### Challenge:
Retype every entry word for word.

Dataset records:
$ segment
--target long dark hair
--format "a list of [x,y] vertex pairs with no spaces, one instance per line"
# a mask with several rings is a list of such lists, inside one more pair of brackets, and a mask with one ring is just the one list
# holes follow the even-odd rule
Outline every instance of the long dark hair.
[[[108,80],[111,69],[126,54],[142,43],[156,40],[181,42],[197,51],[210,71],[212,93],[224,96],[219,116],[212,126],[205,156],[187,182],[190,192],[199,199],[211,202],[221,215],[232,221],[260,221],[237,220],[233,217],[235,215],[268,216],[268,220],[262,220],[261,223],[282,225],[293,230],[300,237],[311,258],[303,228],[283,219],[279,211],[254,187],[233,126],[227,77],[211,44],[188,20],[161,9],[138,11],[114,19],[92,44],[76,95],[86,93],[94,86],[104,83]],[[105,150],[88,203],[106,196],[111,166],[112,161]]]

### Complete answer:
$ segment
--target long dark hair
--format "a list of [x,y] vertex pairs with no spaces, one instance per line"
# a mask with several rings is a list of such lists, inside one more pair of brackets, and a mask with one ring is just the one list
# holes follow the even-odd rule
Outline every instance of the long dark hair.
[[[108,80],[111,69],[126,54],[142,43],[156,40],[181,42],[197,51],[210,71],[212,93],[224,96],[219,116],[212,126],[205,156],[187,182],[190,192],[199,199],[211,202],[221,215],[232,221],[260,221],[237,220],[233,217],[235,215],[268,216],[268,220],[262,220],[261,223],[282,225],[293,230],[300,237],[311,258],[303,228],[283,219],[279,211],[254,187],[233,126],[227,77],[211,44],[188,20],[161,9],[138,11],[114,19],[92,44],[76,95],[86,93],[94,86],[104,83]],[[105,150],[88,203],[106,196],[111,166],[112,161]]]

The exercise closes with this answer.